▸ **Stated exercise**
In the records below, find the line containing "If you could pin the screened", then extract that line and all subsequent lines exactly, leaving out everything else.
☆ ☆ ☆
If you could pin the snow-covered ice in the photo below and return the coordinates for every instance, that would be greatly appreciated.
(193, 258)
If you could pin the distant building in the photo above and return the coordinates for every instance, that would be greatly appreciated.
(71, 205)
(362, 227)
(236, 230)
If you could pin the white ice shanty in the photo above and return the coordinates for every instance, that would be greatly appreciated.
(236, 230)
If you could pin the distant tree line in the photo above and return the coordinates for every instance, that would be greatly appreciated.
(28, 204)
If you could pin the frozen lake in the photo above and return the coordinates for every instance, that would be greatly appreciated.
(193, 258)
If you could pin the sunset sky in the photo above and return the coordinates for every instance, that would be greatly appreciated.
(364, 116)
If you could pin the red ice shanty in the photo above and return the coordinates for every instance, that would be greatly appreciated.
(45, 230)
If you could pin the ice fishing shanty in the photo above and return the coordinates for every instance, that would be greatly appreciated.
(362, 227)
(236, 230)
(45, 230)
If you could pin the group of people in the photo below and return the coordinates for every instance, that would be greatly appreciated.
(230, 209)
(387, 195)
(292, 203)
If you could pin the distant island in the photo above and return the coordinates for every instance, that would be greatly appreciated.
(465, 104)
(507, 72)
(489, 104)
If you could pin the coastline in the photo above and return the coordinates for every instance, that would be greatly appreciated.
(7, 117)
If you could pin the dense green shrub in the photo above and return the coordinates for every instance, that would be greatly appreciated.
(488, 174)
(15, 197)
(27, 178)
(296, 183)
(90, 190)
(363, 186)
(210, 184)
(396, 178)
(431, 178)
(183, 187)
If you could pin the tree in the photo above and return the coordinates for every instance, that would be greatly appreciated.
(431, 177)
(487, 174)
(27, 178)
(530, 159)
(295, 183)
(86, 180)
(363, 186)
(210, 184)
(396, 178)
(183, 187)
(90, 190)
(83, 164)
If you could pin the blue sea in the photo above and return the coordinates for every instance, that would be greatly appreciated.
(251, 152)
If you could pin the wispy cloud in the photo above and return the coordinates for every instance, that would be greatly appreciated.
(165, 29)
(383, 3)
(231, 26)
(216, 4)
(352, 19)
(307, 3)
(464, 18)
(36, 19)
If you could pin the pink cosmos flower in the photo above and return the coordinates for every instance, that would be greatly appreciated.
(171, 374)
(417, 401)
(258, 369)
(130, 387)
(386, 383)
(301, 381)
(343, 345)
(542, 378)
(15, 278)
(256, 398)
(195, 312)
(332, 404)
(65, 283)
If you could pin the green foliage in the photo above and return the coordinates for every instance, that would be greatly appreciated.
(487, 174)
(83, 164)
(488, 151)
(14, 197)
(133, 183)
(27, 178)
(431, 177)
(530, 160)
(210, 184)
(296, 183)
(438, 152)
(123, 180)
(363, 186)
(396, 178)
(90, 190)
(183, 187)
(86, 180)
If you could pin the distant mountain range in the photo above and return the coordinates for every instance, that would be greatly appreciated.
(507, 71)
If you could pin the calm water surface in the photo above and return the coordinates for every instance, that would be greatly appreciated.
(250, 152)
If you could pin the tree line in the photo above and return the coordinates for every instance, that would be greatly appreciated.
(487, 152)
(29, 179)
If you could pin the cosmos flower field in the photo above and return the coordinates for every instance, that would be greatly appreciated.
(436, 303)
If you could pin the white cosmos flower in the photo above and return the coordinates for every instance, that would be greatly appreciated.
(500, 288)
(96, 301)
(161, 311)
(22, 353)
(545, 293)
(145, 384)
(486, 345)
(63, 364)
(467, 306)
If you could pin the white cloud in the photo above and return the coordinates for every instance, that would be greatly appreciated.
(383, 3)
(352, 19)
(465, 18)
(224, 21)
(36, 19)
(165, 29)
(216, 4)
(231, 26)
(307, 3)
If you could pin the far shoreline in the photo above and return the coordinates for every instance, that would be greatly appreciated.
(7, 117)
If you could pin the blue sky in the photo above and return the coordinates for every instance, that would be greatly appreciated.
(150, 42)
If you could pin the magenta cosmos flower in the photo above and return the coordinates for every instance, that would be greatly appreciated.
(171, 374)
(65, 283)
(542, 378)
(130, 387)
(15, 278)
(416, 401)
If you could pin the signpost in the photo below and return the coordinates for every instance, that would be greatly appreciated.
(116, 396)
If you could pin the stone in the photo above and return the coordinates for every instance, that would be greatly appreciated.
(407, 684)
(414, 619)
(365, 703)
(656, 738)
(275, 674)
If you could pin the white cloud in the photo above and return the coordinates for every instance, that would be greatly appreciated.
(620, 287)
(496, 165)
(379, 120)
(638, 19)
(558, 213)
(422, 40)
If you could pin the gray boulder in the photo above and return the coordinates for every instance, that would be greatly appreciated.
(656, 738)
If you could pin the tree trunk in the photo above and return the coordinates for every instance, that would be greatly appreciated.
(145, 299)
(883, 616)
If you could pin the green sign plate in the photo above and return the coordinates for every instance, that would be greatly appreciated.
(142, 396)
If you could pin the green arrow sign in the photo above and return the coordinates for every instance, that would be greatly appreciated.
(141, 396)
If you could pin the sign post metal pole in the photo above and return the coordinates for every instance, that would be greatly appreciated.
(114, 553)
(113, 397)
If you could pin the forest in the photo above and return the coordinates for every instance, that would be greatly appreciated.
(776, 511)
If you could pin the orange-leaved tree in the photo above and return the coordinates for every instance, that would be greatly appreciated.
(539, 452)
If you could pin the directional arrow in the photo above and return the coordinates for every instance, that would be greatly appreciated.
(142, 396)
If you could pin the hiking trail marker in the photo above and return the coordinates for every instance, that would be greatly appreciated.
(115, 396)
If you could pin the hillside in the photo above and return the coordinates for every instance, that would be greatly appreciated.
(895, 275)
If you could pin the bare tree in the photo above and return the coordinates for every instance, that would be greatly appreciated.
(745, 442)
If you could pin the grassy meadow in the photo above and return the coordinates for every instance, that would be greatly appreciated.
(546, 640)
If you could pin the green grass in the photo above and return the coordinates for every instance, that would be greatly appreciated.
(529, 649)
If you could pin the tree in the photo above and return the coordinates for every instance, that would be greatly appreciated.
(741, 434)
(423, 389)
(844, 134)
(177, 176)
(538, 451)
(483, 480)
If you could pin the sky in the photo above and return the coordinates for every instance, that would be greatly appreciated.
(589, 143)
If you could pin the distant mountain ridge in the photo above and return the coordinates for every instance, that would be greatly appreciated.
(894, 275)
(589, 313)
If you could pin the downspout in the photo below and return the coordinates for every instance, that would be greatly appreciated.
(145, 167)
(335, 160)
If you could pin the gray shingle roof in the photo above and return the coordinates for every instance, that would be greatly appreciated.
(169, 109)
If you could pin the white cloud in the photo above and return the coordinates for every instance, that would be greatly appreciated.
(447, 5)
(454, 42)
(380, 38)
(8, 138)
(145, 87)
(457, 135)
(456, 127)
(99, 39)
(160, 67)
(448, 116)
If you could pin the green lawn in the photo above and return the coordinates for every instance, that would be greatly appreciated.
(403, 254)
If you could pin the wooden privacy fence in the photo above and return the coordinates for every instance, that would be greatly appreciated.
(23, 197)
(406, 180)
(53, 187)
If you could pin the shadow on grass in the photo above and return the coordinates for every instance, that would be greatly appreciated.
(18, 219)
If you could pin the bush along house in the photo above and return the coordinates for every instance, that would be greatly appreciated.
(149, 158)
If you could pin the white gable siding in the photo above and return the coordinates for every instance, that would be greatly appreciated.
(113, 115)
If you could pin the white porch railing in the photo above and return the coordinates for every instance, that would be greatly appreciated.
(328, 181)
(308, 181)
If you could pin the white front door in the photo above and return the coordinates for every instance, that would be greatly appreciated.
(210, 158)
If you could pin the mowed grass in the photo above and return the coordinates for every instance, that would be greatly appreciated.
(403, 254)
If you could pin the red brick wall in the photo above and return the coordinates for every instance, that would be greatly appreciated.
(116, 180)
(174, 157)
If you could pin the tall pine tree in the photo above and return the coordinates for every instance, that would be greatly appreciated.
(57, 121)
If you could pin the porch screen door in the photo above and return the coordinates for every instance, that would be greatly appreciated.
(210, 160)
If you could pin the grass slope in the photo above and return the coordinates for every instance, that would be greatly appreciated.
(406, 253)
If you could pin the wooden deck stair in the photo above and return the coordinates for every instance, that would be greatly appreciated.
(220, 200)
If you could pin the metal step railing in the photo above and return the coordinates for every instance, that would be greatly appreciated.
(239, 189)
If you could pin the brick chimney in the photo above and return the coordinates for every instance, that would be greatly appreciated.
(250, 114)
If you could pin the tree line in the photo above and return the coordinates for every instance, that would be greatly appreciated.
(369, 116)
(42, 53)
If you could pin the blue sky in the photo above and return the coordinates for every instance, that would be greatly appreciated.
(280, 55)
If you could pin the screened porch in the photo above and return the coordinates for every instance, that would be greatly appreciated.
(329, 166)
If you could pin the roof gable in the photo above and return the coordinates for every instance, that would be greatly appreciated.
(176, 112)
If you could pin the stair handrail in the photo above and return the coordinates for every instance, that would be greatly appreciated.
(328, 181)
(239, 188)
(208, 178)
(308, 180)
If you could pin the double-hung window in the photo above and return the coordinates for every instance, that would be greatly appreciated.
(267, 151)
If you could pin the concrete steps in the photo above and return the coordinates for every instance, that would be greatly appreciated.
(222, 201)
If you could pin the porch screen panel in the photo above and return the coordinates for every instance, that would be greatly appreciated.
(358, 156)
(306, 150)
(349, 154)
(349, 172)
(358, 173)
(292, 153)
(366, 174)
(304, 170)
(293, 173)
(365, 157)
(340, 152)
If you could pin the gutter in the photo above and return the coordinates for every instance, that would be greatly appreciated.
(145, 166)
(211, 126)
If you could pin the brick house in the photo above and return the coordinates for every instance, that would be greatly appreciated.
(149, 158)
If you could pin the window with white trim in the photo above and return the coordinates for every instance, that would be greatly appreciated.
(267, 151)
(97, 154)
☆ ☆ ☆
▸ **Reply to the task**
If you could pin the screened porch in the photo above and return the coordinates for every instance, that would be greatly appreciated.
(329, 166)
If you could pin the roof gable in the photo above and return the coordinates for every instance, that would be greatly appreciated.
(176, 112)
If you could pin the stair handrail in the photo above and return the coordinates for every instance, that would be greatly appreciated.
(328, 181)
(239, 188)
(208, 178)
(308, 180)
If you could pin the double-hung window in the photo above and return the coordinates for every instance, that would be greatly appreciated.
(267, 151)
If you could pin the concrete steps in the photo above and return the coordinates for every instance, that would be greatly appreciated.
(222, 201)
If you could pin the porch screen panel in the photo above and return the coordinates for every instance, that would be greatly appreciated.
(358, 156)
(306, 150)
(349, 154)
(349, 172)
(358, 173)
(292, 153)
(366, 174)
(304, 170)
(293, 173)
(365, 157)
(340, 152)
If you could pin the gutter in the photo above and return the coordinates for every instance, that would be greatly appreciated.
(145, 166)
(211, 126)
If you could pin the brick house in the photo above and return the coordinates for every instance, that would be greatly appreciated.
(149, 158)
If you could pin the window with white trim in the photo above and return the coordinates for every instance, that would be greatly appreciated.
(267, 151)
(97, 154)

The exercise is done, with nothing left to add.